> _Input material_
##########

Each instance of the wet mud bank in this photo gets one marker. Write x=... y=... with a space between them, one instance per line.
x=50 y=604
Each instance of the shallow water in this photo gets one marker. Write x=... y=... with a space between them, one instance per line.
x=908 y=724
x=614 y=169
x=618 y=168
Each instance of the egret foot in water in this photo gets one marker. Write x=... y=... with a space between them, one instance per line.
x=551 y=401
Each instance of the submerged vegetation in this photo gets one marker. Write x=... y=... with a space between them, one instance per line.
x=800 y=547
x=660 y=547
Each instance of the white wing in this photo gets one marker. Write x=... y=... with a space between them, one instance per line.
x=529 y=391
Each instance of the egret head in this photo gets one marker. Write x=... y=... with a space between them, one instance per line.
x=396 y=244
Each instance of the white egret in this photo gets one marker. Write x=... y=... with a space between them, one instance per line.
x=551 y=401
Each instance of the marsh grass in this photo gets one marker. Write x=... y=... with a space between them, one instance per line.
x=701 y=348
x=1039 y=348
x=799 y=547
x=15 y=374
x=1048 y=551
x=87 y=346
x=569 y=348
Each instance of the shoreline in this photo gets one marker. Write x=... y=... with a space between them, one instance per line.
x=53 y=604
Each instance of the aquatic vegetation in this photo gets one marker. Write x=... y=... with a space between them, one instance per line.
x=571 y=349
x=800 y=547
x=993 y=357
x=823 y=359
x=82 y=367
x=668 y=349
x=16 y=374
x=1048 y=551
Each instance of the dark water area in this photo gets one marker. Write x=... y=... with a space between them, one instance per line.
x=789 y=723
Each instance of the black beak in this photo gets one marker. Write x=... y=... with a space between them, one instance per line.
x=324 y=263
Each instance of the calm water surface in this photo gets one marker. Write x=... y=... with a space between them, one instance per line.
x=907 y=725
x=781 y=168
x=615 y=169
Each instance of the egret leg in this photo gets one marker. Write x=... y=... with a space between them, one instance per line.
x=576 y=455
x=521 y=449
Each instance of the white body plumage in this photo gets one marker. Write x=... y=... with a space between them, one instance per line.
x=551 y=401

##########

> _The request_
Copy out all of the material above again, swapping in "pin" for every "marker" and leaving everything else untouched.

> _Answer below_
Each instance of the wet mud bank in this photo gets one pin. Write x=... y=... with a space between them, one instance per line.
x=50 y=604
Each instance of the shallow water in this photo gets one pin. Write x=... y=... with a space between them, one instance per line.
x=908 y=724
x=614 y=169
x=618 y=168
Each instance of the egret foot in water in this photo gets one pin. Write x=... y=... with a space between them, one instance per line.
x=551 y=401
Each instance of the submerged vegetation in this photo gets one pin. Write x=... y=... with a space between them, one instance per line.
x=800 y=547
x=660 y=547
Each instance of the white wing in this photo gets one pin. Write x=... y=... with a space between them, one instance per line.
x=529 y=391
Each instance of the egret head in this photo gets one pin. Write x=... y=... with a space between them, one instance per line.
x=396 y=244
Each instance of the white egret in this photo gets one pin. Write x=... y=... with a space between them, one instance per line.
x=551 y=401
Each instance of the marsh grass in this photo gets one pin. Write x=... y=... with a space between them, one instance per line.
x=701 y=348
x=1039 y=348
x=799 y=547
x=15 y=374
x=1048 y=551
x=87 y=346
x=569 y=348
Each instance of the shoreline in this photo gets one pin. Write x=... y=... with a space between them, one instance per line.
x=53 y=604
Each instance of the aquatic vegetation in this photo gets one pin. Write x=... y=... with a space between them, one instance per line.
x=571 y=349
x=800 y=547
x=993 y=357
x=823 y=359
x=82 y=367
x=668 y=349
x=16 y=374
x=1048 y=551
Each instance of the dark water area in this photo gets one pin. Write x=... y=... with a space between them, one instance per line.
x=789 y=723
Each instance of the black beak in this photo gets one pin. Write x=... y=... with a space between them, one instance per line.
x=324 y=263
Each instance of the calm water surface in this photo gets one pin. Write x=... y=... with a space between them, one instance per line.
x=907 y=725
x=781 y=168
x=615 y=169
Each instance of the egret leg in this photo gets one pin. Write x=... y=... with a space between them, one instance per line.
x=576 y=455
x=521 y=449
Each instance of the white body plumage in this photo gets one pin. Write x=... y=... with a space between them, one instance per line.
x=551 y=401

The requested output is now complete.